---------- DATA FOR THE TASK

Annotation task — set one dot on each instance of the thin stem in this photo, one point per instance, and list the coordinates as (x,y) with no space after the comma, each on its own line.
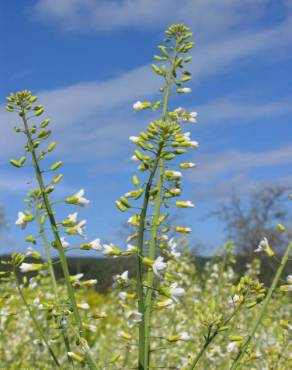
(64,264)
(52,275)
(210,338)
(35,322)
(155,223)
(258,319)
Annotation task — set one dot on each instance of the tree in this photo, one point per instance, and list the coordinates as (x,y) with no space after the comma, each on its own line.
(247,221)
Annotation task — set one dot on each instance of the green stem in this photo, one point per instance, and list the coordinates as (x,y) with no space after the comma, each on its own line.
(140,243)
(155,222)
(88,357)
(257,321)
(52,275)
(34,320)
(150,274)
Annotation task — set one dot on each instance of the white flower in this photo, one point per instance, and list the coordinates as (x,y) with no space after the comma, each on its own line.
(96,245)
(193,117)
(194,144)
(90,282)
(122,295)
(264,247)
(132,248)
(90,327)
(27,267)
(232,346)
(76,277)
(184,90)
(179,111)
(64,243)
(133,317)
(172,246)
(166,303)
(141,105)
(232,300)
(77,229)
(175,292)
(170,173)
(121,280)
(83,306)
(187,136)
(78,199)
(73,217)
(184,116)
(184,336)
(33,253)
(184,204)
(21,220)
(80,228)
(159,266)
(134,139)
(111,250)
(187,165)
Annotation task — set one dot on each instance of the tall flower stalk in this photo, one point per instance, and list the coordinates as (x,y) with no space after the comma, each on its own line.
(162,142)
(24,104)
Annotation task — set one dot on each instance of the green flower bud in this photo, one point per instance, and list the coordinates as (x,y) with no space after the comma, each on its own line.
(33,99)
(284,324)
(135,181)
(56,165)
(39,111)
(51,146)
(179,151)
(49,189)
(125,202)
(15,163)
(9,107)
(169,156)
(30,239)
(236,338)
(45,123)
(251,304)
(58,178)
(120,206)
(74,356)
(281,227)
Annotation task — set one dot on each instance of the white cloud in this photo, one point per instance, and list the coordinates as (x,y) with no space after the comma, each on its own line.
(229,110)
(98,114)
(216,165)
(206,16)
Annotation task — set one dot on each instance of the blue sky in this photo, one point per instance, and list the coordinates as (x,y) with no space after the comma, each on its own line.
(88,61)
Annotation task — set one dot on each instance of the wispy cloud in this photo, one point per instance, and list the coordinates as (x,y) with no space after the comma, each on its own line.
(100,111)
(229,110)
(206,16)
(216,165)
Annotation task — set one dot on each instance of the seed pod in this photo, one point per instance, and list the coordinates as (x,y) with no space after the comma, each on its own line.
(56,165)
(51,146)
(39,111)
(120,206)
(125,202)
(33,99)
(45,123)
(15,163)
(251,304)
(9,107)
(57,178)
(135,180)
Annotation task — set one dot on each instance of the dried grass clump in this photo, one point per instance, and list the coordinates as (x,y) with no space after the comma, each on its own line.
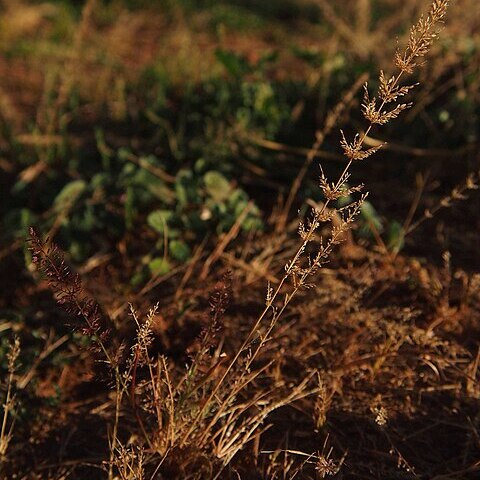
(359,357)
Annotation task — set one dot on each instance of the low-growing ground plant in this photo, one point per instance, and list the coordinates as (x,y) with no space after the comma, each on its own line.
(300,362)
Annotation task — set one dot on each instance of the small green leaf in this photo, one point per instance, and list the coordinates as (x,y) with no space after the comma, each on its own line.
(158,220)
(159,266)
(218,187)
(179,250)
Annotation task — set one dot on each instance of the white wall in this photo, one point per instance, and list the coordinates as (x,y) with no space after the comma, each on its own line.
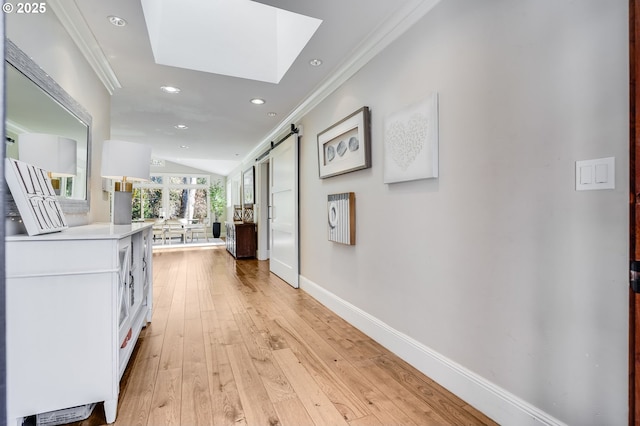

--------------------

[INSTRUCTIONS TO FOLLOW]
Set the pictures aside and reproduce the data above exactly.

[EXERCISE RESULT]
Annotation task — set one dot on each instance of the thin stem in this photo, one point per instance, and list the coordinates as (x,y) with no space after the comma, each on its own line.
(64,264)
(52,275)
(210,338)
(35,322)
(155,223)
(258,319)
Annotation task — set one dot on each instance of the tree in this photo, one point per instance, and list the coordinates as (x,y) with no space after the comma, each on its own line.
(247,221)
Annotation task — set one dot on each instance of the green stem in this photo, one point per instance, and list the coordinates as (x,y) with no space after the comma, each on its own line.
(140,243)
(155,222)
(88,357)
(257,321)
(52,275)
(34,320)
(150,274)
Annotation task — set one dot on each instance of the white flower in this photo, one point per instance, and list the coordinates as (x,y) with no space after the comma, each on its own line.
(96,245)
(193,117)
(194,144)
(90,282)
(122,295)
(264,247)
(132,248)
(90,327)
(27,267)
(232,346)
(76,277)
(184,90)
(179,111)
(64,243)
(133,317)
(172,246)
(166,303)
(141,105)
(232,300)
(77,229)
(175,292)
(170,173)
(121,280)
(83,306)
(187,136)
(78,199)
(73,217)
(184,116)
(184,336)
(33,253)
(184,204)
(21,220)
(80,228)
(159,266)
(134,139)
(111,250)
(187,165)
Annotation task — set one dot on each instance of the tall flower stalk in this photo, one point per instance, and list the coordinates as (x,y) with no space after the comma, each on its own line.
(162,142)
(24,104)
Annotation task — set one dot on each instance of the green flower bud in this photo, one point per instance, and list the coordinates as (x,y) with no space after the comma, each on its own line.
(33,99)
(284,324)
(135,181)
(56,165)
(39,111)
(51,146)
(179,151)
(49,189)
(125,202)
(15,163)
(9,107)
(169,156)
(30,239)
(236,338)
(45,123)
(251,304)
(58,178)
(120,206)
(74,356)
(281,227)
Annotation task — set one dot on each instance of the white cloud in this photo, one point per instance, and list the coordinates as (x,y) with no space after the comma, each on its own line.
(229,110)
(98,114)
(216,165)
(206,16)
Annotation task — set one dot on each instance of the blue sky in this photo, one point per instance, and list the coordinates as (x,y) with no space after the comma, each on its own line.
(88,61)
Annotation task — set one dot on each instance of the wispy cloud in this photo, one point per instance, and list the coordinates as (x,y) with no space after the comma, each on its own line.
(100,111)
(229,110)
(206,16)
(216,165)
Annotation task — set one dot on each instance of the seed pod in this photo, one point per instance, and list the coordinates as (x,y) with no space after the comma, each on its own line.
(56,165)
(51,146)
(39,111)
(120,206)
(125,202)
(33,99)
(45,123)
(15,163)
(251,304)
(9,107)
(57,178)
(135,180)
Annotation task — set one dot on each instance of the dried grass clump in this photo, one point per instance, and list the coordinates as (x,y) with no space after the comma, each on its own line.
(359,357)
Annotation task — set one dot on each instance of the low-growing ground plant in this photo, one point per instance, and list the coordinates as (x,y) with no space after the comma, each on its own line.
(300,362)
Annotation task — set one dot on each instance of the small green leaf in this photo, one point per instance, and list the coordinates as (x,y) with no space after the comma, each on its own line.
(158,220)
(159,266)
(218,187)
(179,250)
Annotation task — set one dot on each instance of the white wall in this photo, one point per instance, and list the coordinates as (x,y) with no space after the comma, each on its own line.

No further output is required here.